## START Dataset rows
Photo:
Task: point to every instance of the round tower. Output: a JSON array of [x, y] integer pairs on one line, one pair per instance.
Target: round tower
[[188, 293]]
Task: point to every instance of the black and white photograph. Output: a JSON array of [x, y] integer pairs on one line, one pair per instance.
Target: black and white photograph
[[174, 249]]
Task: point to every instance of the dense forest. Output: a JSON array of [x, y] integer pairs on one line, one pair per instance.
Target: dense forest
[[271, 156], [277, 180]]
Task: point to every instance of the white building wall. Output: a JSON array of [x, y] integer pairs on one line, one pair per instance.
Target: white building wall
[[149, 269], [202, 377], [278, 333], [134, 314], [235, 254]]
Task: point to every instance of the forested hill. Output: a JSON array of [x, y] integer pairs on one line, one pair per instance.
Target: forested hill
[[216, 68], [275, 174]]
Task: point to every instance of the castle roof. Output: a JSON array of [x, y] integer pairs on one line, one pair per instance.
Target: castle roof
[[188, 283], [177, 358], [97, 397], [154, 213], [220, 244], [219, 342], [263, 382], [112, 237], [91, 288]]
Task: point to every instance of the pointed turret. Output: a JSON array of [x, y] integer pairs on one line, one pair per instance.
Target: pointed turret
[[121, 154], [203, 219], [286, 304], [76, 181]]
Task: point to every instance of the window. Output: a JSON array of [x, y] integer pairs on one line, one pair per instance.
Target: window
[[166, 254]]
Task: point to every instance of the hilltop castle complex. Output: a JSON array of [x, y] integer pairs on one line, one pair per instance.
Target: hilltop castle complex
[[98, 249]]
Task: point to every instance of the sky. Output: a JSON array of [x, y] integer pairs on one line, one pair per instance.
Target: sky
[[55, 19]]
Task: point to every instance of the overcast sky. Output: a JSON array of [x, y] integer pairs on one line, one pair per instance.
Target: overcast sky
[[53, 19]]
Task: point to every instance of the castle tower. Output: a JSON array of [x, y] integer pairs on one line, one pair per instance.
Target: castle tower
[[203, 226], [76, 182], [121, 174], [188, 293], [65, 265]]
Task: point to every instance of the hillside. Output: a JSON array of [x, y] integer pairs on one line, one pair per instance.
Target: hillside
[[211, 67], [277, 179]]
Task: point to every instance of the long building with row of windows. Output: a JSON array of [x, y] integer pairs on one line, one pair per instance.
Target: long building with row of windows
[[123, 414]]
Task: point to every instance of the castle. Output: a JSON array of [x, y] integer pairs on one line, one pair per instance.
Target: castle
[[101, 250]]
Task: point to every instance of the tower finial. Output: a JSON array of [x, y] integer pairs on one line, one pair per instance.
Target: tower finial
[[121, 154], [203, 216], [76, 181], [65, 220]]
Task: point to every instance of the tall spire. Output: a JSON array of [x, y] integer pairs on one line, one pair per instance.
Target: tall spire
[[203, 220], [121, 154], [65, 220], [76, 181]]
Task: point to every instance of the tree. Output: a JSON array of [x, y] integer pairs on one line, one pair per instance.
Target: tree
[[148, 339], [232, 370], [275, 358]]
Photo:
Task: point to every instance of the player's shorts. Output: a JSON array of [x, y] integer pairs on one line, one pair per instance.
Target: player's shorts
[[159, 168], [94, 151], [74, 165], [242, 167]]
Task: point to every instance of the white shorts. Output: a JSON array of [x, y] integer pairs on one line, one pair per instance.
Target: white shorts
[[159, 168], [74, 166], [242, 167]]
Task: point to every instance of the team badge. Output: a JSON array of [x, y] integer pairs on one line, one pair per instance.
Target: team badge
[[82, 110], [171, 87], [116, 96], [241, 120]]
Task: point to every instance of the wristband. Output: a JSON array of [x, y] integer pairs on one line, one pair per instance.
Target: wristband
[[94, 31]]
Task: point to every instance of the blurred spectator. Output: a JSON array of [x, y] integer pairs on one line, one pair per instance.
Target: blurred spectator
## END Dataset rows
■ Work to be completed: Arrange the lines of the items as a Markdown table with the columns Row and Line, leaving out blank lines. Begin at the line containing "Task: point to every instance of the white shorts." and stop after the line containing "[[159, 168], [74, 166], [242, 167]]".

■ Task solution:
| Row | Line |
|---|---|
| 1 | Task: point to every instance of the white shorts. Output: a JSON array of [x, y] integer pairs on one line, one pair per instance. |
| 2 | Target: white shorts |
| 3 | [[159, 168], [74, 166], [242, 167]] |